Exactly as given, write out the lines from the one containing "Keypoint placement for each instance of the wrought" through the end of the listing, with both ends included and nothing else.

-------- Input material

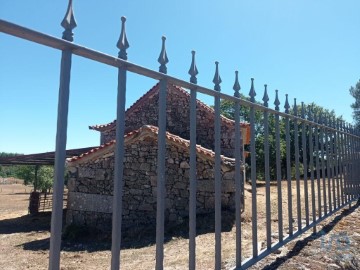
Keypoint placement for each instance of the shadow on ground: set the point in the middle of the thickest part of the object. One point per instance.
(81, 239)
(26, 223)
(306, 241)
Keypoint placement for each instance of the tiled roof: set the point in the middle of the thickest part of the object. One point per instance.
(147, 131)
(152, 92)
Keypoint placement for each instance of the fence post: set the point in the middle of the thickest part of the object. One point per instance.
(278, 167)
(317, 162)
(267, 168)
(123, 45)
(252, 95)
(238, 175)
(311, 165)
(68, 24)
(193, 181)
(306, 193)
(217, 81)
(288, 164)
(297, 170)
(160, 210)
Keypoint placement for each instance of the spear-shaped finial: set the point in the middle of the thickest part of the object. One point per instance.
(217, 78)
(193, 69)
(325, 120)
(295, 107)
(310, 118)
(320, 119)
(163, 60)
(265, 97)
(287, 105)
(69, 23)
(302, 110)
(236, 86)
(252, 92)
(123, 43)
(315, 117)
(277, 101)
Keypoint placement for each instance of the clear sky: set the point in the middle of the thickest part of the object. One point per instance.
(308, 49)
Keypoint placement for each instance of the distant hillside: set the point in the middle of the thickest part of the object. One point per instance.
(10, 180)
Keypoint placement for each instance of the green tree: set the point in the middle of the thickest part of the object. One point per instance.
(43, 180)
(355, 93)
(227, 109)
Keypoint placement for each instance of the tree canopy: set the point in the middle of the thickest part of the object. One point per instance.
(355, 93)
(227, 109)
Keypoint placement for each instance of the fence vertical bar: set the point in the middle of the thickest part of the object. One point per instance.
(68, 24)
(267, 169)
(336, 161)
(311, 165)
(252, 95)
(161, 158)
(317, 162)
(278, 168)
(304, 154)
(288, 165)
(297, 169)
(353, 169)
(238, 176)
(193, 181)
(217, 81)
(328, 167)
(119, 152)
(332, 162)
(323, 170)
(347, 161)
(341, 158)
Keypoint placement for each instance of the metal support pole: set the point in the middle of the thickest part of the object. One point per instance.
(267, 170)
(60, 152)
(253, 172)
(60, 156)
(238, 175)
(192, 201)
(217, 81)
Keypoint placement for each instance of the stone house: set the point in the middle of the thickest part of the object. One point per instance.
(91, 174)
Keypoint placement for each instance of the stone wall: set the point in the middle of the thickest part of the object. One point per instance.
(178, 121)
(91, 187)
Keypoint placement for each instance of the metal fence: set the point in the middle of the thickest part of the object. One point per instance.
(324, 150)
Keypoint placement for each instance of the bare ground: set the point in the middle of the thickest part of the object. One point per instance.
(24, 240)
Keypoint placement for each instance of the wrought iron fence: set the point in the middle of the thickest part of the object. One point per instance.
(331, 146)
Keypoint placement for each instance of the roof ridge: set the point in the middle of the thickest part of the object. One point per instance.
(152, 131)
(151, 92)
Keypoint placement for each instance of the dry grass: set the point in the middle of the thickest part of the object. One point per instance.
(14, 201)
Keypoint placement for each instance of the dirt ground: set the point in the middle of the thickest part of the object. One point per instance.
(24, 239)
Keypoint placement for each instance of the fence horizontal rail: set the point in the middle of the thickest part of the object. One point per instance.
(60, 44)
(337, 152)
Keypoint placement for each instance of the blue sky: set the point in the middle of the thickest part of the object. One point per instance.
(308, 49)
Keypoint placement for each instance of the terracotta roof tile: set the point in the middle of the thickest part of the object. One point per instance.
(152, 92)
(149, 131)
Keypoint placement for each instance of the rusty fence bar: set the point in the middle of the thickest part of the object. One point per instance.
(333, 144)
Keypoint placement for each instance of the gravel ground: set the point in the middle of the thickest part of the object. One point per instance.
(24, 244)
(335, 246)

----------------

→ **Output of the exercise**
Keypoint placement for each instance of the wrought iron fence: set the point in the middle of the thickest part of the object. One point per instance.
(331, 146)
Keypoint placement for each instance of the roof ridge: set the point in the middle of the thickest part of the object. One point per instance.
(152, 131)
(151, 92)
Keypoint placement for each instance of the dry grass: set the point in the middle of the thickest part of the object. One point per instance.
(14, 201)
Keypoint placement for each instance of the dirt ground: set the point in the middle of the thickest part of the object. One point per instance.
(24, 239)
Keypoint placement for each instance of the fence horizontal rail: set the point in the middle of the thickest part of the object. One point per instance.
(60, 44)
(337, 152)
Keypoint placement for each instance of the blue sky: set the point in the middle of the thickest part of the object. One point per instance.
(308, 49)
Keypoint placement for each instance of the terracotta roof tile: set the point in the middle of the thickest part of the object. One point per instance.
(152, 92)
(149, 131)
Keypoint placement for each instance of the rusty fence bar: set the point in the middle of the thickest part of the object. One point per instance.
(333, 144)
Keypoint placement for each instance of the gravel ground: set the point in the middle of the thickest part of the object. One point per instance.
(24, 244)
(335, 246)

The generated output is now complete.